• [Short exercise] Copy out the data below without alteration, from its first line through the line containing "point(740, 510)", inclusive of both.
━━━ Material to process
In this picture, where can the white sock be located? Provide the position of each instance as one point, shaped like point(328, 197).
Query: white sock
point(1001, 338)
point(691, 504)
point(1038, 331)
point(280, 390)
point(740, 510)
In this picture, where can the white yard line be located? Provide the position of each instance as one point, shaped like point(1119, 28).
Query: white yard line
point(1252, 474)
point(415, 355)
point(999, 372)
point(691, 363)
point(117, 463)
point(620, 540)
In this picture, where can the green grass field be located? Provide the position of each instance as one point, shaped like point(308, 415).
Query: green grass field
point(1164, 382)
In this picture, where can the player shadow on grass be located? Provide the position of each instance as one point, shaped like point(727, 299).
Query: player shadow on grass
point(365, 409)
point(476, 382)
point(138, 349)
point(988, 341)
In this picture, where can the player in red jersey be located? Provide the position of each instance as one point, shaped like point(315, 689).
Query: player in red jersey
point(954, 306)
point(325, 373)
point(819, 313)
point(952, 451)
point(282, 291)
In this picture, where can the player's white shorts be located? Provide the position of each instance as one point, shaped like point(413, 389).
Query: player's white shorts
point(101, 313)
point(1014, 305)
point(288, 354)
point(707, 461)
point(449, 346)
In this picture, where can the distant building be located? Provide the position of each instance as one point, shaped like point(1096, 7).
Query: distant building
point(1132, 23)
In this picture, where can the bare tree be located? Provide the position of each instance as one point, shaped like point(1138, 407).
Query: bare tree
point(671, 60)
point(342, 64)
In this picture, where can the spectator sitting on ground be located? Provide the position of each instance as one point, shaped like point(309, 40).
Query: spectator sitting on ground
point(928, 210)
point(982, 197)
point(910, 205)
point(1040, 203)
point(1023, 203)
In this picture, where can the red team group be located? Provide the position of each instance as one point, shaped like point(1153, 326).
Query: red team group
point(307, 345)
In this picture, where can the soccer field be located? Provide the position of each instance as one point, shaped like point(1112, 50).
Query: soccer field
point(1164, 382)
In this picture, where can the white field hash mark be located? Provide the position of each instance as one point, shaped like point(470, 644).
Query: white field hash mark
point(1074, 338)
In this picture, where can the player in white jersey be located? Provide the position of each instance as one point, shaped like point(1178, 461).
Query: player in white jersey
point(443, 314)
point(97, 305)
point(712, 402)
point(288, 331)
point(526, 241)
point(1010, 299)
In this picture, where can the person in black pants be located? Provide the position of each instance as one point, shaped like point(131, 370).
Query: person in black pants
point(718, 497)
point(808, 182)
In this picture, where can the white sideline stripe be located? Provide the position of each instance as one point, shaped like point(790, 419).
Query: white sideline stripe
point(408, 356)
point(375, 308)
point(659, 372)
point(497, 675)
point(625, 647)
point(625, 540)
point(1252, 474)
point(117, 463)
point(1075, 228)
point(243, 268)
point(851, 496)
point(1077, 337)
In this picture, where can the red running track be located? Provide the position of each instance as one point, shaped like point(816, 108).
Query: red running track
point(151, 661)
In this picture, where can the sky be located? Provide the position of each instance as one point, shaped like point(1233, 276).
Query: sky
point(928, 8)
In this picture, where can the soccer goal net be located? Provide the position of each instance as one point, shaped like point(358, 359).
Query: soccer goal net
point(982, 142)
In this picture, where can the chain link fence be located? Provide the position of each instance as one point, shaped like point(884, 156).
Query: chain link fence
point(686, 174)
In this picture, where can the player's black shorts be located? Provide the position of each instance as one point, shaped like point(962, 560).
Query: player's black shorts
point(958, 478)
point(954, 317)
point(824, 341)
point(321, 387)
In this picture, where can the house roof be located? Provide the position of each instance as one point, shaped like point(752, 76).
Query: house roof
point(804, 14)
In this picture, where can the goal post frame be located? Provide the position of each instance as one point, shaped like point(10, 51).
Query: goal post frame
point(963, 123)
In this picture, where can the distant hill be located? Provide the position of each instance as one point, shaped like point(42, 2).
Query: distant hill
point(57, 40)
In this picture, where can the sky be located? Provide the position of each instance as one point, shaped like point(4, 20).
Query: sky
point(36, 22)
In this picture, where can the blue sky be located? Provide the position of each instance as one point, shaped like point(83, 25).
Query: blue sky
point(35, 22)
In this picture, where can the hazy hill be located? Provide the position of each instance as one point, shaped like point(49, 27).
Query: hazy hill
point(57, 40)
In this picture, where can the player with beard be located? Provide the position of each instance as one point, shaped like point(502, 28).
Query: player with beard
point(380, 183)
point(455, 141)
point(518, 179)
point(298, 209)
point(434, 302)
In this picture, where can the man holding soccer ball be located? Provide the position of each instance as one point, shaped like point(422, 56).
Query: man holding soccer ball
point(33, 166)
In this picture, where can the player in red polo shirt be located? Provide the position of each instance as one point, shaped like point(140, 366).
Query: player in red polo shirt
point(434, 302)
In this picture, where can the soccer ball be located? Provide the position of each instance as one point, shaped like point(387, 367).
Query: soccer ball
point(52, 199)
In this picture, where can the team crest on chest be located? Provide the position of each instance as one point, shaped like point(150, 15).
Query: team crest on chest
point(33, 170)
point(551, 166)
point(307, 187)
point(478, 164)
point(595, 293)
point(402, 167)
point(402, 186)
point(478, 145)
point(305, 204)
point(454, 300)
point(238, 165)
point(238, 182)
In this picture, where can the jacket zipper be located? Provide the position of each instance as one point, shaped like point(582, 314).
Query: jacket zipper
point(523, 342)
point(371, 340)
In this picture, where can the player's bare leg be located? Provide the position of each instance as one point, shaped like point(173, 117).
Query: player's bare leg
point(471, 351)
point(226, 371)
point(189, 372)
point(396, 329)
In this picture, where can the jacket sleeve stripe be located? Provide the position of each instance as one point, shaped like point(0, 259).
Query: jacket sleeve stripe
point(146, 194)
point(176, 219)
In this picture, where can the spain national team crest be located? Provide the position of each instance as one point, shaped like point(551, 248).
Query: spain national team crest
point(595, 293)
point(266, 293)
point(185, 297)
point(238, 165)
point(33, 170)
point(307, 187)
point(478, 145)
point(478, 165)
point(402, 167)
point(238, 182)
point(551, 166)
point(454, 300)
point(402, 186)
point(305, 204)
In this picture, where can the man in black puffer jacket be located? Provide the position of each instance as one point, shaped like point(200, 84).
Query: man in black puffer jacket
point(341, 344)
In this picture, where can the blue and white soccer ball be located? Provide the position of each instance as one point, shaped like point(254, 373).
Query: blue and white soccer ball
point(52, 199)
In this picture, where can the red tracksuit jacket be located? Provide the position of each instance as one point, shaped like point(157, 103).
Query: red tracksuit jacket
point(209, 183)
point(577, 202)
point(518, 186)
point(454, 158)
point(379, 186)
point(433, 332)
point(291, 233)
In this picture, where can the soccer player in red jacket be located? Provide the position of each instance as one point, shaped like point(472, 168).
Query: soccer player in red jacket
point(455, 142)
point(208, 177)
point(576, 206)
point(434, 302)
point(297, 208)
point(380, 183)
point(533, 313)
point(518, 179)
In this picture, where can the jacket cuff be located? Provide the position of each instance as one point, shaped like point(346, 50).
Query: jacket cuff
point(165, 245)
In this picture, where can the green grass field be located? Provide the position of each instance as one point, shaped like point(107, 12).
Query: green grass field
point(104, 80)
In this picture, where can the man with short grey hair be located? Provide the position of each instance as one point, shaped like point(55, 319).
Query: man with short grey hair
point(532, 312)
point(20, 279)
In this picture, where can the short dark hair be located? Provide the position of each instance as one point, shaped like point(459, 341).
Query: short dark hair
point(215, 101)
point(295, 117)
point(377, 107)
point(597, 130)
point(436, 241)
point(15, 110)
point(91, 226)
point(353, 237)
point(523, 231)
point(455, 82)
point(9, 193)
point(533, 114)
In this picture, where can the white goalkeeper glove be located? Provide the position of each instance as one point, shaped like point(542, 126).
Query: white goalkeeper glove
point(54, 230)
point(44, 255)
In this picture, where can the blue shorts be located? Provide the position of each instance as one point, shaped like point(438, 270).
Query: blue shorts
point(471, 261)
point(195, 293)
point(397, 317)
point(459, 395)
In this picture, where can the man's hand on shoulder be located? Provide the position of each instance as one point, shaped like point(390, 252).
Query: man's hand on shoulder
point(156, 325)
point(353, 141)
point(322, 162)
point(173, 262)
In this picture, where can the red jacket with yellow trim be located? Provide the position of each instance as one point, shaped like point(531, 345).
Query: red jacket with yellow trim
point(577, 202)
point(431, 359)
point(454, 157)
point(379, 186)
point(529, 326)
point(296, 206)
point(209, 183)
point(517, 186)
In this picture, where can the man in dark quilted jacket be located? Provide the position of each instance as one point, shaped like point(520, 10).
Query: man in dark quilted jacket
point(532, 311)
━━━━━━
• [Result of this task]
In this picture, where can the white sock be located? Provide the position of each instance as one point, shaped like point(328, 197).
Query: white sock
point(1001, 338)
point(691, 504)
point(1038, 331)
point(280, 390)
point(740, 510)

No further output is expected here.